In the first day of ifa’s virtual Business Strategy Day for 2021, the standards authority revealed how its exam questions are assessed and decided upon, while the founder of a major aligned advice group shared his thoughts on where the industry is heading in the next five years.
In the first session of the two-day virtual event, FASEA chief executive Stephen Glenfield shared that more than 1,200 students were now enrolled in approved degrees as the industry moved towards a profession.
Amid concerns that many advisers would fail to make the deadline for exam compliance, Mr Glenfield said that the standards authority had seen a huge uptake in registrations for the March sitting of the exam as advisers took advantage of the opportunity for multiple sittings before the end of the year.
“With a pass rate of close to nine out of every 10 advisers, by the end of March we would expect to see 70 per cent of the FAR having gone through the exam,” Mr Glenfield said.
More than 2,300 advisers had currently registered for the March exam, according to FASEA figures.
Mr Glenfield also revealed further details around how the exam questions were developed, after some training providers in the industry have critiqued the ambiguity of the wording as a source of confusion for advisers.
“All the questions are reviewed before they make it to the exam, firstly by peer review where each writer presents their questions to other writers, and we also have an expert panel made up of industry professionals,” he said.
“FASEA also reviews each question to determine that they are fair and appropriate to put into the exam, and there’s an agreed percentage across each of the knowledge areas.”
Mr Glenfield said an “extensive process” was also undertaken with regard to the marking of the exam, and questions that were deemed too subjective could sometimes be removed from consideration.
“An extensive process is undertaken by ACER and experienced markers in the field of advice, with two independent assessments of whether the question was right or wrong,” he said.
“ACER flags questions for review by the panel and FASEA – that may be because the data indicates there’s more than one answer, in which case that question comes out of the exam marking.”
Focus on the things that matter
Shadforth Financial Group founder and Global Adviser Alpha principal David Haintz’s key message to advisers was to focus in on the areas where they believed they added the most value to clients.
“You need to be clear where you add value and where you don’t - price may be what people pay but value is what they get,” Mr Haintz said.
“A key point we need to revisit again and again is that cost is only an issue in the absence of value.”
While asset-based fees were still permissible in the current regulatory environment, Mr Haintz said it was likely these would be naturally phased out in terms of flat fees that were directly aligned with the services being provided by the adviser, rather than the returns generated by investment products.

» **EXTRACTED RECORDS**:
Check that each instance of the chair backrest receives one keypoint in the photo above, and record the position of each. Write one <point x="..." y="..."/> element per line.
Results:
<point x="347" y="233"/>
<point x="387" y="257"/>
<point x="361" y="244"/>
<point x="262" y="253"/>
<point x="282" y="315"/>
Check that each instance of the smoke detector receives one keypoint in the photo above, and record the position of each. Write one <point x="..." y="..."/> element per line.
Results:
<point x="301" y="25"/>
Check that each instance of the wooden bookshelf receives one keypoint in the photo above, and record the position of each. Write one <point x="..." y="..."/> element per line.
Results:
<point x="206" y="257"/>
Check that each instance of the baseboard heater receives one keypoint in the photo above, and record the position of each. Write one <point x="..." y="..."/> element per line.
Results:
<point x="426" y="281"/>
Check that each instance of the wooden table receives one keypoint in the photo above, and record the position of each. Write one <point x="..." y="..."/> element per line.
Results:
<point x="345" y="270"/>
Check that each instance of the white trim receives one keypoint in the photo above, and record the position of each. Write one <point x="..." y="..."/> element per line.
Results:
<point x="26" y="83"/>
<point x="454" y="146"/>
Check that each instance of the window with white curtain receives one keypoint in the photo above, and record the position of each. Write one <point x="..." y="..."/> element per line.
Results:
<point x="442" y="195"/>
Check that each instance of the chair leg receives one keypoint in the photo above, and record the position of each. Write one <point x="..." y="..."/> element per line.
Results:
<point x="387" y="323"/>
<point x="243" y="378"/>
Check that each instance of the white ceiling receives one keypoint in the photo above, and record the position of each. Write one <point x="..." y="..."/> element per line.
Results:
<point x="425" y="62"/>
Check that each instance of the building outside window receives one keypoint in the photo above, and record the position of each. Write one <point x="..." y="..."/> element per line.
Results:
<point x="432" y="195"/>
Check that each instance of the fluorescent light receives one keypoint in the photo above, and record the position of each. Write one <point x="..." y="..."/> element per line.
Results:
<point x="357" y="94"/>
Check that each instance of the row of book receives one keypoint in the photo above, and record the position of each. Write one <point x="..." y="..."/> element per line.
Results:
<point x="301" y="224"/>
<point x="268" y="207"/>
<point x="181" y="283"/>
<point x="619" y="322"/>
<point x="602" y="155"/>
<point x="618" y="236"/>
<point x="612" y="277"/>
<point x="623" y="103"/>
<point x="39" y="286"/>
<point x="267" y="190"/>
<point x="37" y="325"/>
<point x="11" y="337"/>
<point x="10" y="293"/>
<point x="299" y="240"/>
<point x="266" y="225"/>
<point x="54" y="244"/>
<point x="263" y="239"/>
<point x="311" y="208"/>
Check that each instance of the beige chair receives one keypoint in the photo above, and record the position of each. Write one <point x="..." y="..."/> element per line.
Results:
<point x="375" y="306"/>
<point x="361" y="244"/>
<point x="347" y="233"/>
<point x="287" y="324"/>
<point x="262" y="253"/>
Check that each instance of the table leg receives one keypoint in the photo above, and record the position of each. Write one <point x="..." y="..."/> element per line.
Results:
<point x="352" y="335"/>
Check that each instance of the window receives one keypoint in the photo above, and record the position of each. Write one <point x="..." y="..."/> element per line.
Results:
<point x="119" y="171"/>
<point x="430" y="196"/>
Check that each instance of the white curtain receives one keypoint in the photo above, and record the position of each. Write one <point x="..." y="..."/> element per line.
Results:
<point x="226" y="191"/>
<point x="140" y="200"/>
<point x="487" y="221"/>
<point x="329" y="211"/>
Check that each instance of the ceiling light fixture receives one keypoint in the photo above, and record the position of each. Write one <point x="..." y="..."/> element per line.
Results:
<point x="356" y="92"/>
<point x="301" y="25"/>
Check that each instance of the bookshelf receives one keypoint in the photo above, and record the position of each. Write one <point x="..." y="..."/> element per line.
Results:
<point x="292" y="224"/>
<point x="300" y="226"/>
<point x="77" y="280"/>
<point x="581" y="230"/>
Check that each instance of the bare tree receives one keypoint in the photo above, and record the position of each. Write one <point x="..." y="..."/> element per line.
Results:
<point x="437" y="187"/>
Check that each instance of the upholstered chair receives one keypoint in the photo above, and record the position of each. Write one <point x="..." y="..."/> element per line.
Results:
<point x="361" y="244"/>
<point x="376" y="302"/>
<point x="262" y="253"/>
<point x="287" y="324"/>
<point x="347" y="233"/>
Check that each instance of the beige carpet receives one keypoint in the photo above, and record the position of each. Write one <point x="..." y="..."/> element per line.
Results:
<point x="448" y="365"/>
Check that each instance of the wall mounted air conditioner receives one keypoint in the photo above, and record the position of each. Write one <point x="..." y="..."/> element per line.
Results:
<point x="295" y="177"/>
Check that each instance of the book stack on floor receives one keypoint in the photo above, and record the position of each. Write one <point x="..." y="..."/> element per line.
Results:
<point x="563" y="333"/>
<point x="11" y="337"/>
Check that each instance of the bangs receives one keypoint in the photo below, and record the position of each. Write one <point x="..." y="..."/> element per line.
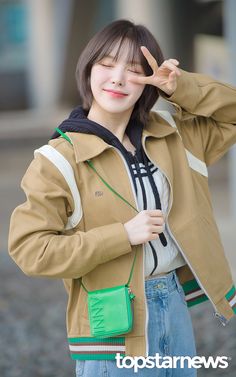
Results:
<point x="120" y="38"/>
<point x="119" y="44"/>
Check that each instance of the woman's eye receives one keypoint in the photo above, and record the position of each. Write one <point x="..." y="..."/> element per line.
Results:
<point x="135" y="71"/>
<point x="106" y="65"/>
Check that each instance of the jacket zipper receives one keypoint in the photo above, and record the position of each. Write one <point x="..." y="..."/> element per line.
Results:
<point x="145" y="301"/>
<point x="222" y="319"/>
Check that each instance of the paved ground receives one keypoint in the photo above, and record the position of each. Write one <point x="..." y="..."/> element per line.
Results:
<point x="32" y="311"/>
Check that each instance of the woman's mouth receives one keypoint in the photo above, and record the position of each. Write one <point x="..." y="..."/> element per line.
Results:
<point x="115" y="93"/>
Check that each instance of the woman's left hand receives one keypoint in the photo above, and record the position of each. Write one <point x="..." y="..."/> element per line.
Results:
<point x="163" y="77"/>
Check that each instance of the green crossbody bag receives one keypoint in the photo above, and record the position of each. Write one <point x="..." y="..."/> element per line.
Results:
<point x="110" y="309"/>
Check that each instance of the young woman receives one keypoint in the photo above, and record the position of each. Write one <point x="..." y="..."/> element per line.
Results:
<point x="158" y="164"/>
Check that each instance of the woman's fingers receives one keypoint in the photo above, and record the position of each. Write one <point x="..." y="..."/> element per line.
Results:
<point x="150" y="59"/>
<point x="169" y="64"/>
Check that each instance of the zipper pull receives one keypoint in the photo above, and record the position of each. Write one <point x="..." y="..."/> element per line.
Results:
<point x="221" y="318"/>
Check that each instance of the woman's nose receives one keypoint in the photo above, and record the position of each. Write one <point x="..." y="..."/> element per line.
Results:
<point x="118" y="77"/>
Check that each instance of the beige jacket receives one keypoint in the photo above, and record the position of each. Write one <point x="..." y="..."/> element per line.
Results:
<point x="98" y="245"/>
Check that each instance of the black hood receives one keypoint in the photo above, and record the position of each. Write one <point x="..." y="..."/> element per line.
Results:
<point x="78" y="122"/>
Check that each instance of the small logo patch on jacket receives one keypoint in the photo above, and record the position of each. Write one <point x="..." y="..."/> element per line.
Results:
<point x="98" y="193"/>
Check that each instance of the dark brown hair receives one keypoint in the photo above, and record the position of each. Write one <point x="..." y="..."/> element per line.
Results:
<point x="102" y="44"/>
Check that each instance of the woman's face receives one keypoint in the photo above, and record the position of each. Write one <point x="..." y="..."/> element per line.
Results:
<point x="112" y="91"/>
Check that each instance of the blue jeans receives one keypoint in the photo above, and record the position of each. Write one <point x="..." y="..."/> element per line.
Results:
<point x="170" y="333"/>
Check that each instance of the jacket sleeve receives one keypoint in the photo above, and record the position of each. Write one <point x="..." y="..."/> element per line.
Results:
<point x="36" y="242"/>
<point x="206" y="115"/>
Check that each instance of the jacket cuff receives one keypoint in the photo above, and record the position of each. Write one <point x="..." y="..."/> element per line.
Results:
<point x="187" y="90"/>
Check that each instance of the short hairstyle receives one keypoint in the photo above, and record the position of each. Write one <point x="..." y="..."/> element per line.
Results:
<point x="102" y="44"/>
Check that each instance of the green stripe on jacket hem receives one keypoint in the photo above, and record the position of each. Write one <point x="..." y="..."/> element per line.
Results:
<point x="231" y="298"/>
<point x="194" y="295"/>
<point x="88" y="348"/>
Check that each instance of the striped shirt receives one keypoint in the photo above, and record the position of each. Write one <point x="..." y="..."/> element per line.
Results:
<point x="168" y="257"/>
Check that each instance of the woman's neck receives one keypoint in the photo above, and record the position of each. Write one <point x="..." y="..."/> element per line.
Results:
<point x="114" y="122"/>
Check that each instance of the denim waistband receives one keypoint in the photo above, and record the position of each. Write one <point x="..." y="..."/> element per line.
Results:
<point x="164" y="284"/>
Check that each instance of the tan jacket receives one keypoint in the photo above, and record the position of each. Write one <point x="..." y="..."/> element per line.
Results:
<point x="98" y="246"/>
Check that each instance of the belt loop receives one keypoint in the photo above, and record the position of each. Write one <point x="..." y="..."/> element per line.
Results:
<point x="177" y="280"/>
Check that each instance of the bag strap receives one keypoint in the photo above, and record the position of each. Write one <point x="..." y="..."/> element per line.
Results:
<point x="114" y="191"/>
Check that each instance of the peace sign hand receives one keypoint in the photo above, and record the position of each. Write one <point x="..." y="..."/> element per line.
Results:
<point x="163" y="77"/>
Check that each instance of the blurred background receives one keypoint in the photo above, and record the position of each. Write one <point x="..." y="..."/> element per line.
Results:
<point x="40" y="41"/>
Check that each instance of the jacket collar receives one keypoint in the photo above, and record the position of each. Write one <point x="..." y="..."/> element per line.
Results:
<point x="88" y="146"/>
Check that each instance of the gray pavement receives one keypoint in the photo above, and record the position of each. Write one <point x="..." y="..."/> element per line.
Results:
<point x="32" y="310"/>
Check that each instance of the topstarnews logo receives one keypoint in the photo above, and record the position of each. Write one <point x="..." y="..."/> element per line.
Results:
<point x="140" y="362"/>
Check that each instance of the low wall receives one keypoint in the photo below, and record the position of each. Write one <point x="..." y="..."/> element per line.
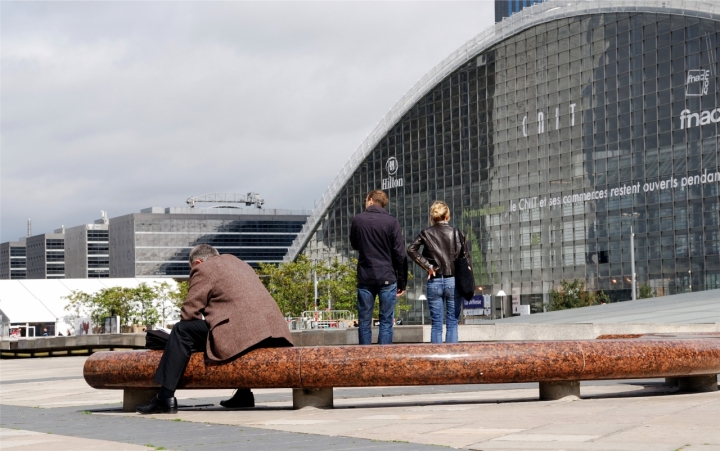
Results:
<point x="87" y="344"/>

» **ASSIGNED TASK 1**: According to the article on ifa's Business Strategy Day, why can a question be dropped from the exam marking? Answer in one to three sentences.
» **ASSIGNED TASK 2**: Carry on the article about ifa's Business Strategy Day, starting after its final sentence.

» **ANSWER BOX 1**: ACER flags a question for review by the panel and FASEA when the data indicates it may have more than one answer. In that case, the question comes out of the exam marking.

» **ANSWER BOX 2**:
“This is a natural evolution – there will continue to be more pressure on AUM fees and fees will be more aligned to where the value is being delivered, that being advice and strategy,” he said.
When it came to boosting the value clients delivered to advisers, Mr Haintz said practitioners needed to focus on perfecting the client experience and streamlining as much of the administrative side of advice as possible.
“Right now benchmarking data tells us advisers spend 40 per cent of their time in new client meetings, and nearly 50 per cent of their time in back office matters such as administration, plan preparation and internal meetings,” he said.
“Advisers should be spending the majority of time seeing people and producing revenue, so good systems and processes are the key.”
He added that while some consumers may be choosing to self-manage their finances using online tools, “technology by itself is not the sole disruptor – it’s the customer experience or lack thereof”.
“Amazon did not kill the retail industry, the retail industry did it themselves with poor customer service,” Mr Haintz said.
“Unpack every step of the client experience, challenge yourselves and compare the customer experience with other industries that do it really well. What do clients read in reception – is it financial magazines or travel magazines?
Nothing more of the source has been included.